SUPPLIED DATA »
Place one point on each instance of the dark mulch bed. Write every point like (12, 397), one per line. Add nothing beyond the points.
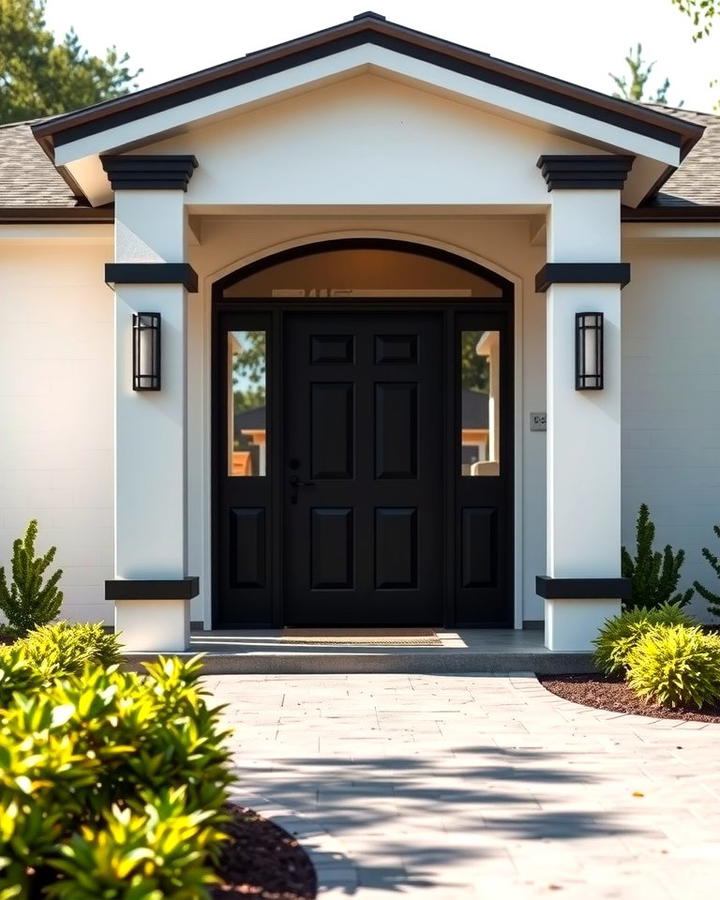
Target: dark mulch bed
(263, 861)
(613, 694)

--

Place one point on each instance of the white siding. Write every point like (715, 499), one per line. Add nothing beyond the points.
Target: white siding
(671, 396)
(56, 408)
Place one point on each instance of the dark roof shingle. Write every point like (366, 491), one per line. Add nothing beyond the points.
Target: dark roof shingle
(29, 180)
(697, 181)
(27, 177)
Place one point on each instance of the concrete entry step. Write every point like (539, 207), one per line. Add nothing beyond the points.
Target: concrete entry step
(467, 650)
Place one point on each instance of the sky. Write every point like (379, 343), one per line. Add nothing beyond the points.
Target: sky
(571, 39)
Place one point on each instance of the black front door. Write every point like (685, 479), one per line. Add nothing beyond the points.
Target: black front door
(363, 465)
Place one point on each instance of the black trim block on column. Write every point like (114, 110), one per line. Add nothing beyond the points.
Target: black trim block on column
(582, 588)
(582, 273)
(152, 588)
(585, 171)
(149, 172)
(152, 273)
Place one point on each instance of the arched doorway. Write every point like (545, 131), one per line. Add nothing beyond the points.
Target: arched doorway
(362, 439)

TO DO » Working from the records above, write out verbatim only the lines from the line containing "Place one point on each instance of the sky." through the line containing "Place one point on each instance of the black trim".

RESULT FOR THIS EXERCISE »
Place one point on each instance of the sky. Write every point like (379, 343), one per line. Add nothing beyond the points.
Target: sky
(571, 39)
Place one point on each instance of the black front door. Write every point like (685, 479), one per line. Add nothing beyond the points.
Target: black front door
(363, 465)
Place one point on each instance of the black trim block on column. Write every point like (114, 110), one per line. Add nothing beyond the points.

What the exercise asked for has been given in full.